===== TESTO DI PARTENZA =====

Opportunamente si prevede un provvedimento provvisorio al fine di evitare la chiusura provvisoria dell'azienda o incertezze che comportano danni irreparabili all'attività imprenditoriale.

Come anticipato, il provvedimento del Tribunale è adottato dopo avere esaminato la relazione dell'amministratore in camera di consiglio, ai sensi dell'art. 127 c.p.p., con la partecipazione del pubblico ministero, dei difensori delle parti, dell'Agenzia e dell'amministratore giudiziario, che vengono sentiti se compaiono.

Si introduce, dunque, una valida forma di contraddittorio diretto a raccogliere, anche dalle parti, utili elementi per la decisione, pur se il mero rinvio all'art. 127 c.p.p. potrebbe consentire un'inopportuna ricorribilità per Cassazione del provvedimento (prevista dal comma 7 dell'art. citato).

Ove rilevi concrete prospettive di prosecuzione o di ripresa dell'attività dell'impresa, il Tribunale approva il programma con decreto motivato e impartisce le direttive per la gestione dell'impresa (art. 41, comma 1-sexies).

=====

ELENCO COMPITI:
1) Modifica il passo del testo di partenza da "Opportunamente si prevede" a "sentiti se compaiono.", sostituendo "provvedimento" con "decreto".
2) Traduci in inglese questa frase del testo di partenza: "Ove rilevi concrete prospettive di prosecuzione o di ripresa dell'attività dell'impresa, il Tribunale approva il programma con decreto motivato e impartisce le direttive per la gestione dell'impresa (art. 41, comma 1-sexies)."
3) Secondo il testo di partenza, quale comma dell'art. 127 c.p.p. prevede la ricorribilità per Cassazione del provvedimento?
I record non servono per svolgere i compiti.

===== DATI FORNITI =====

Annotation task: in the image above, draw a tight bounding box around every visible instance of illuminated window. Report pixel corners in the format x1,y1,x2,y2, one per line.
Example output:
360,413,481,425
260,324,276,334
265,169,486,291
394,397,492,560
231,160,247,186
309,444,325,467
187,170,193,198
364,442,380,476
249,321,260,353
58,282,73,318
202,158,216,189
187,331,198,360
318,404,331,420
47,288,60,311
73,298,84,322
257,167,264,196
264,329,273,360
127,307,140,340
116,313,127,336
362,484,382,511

=====

RISPOSTE PER COMPITO:
1)
Opportunamente si prevede un decreto provvisorio al fine di evitare la chiusura provvisoria dell'azienda o incertezze che comportano danni irreparabili all'attività imprenditoriale.

Come anticipato, il decreto del Tribunale è adottato dopo avere esaminato la relazione dell'amministratore in camera di consiglio, ai sensi dell'art. 127 c.p.p., con la partecipazione del pubblico ministero, dei difensori delle parti, dell'Agenzia e dell'amministratore giudiziario, che vengono sentiti se compaiono.

2) Where it finds concrete prospects for continuing or resuming the company's business, the Court approves the program by a reasoned decree and issues directives for the management of the company (Art. 41, paragraph 1-sexies).

3) Il comma 7.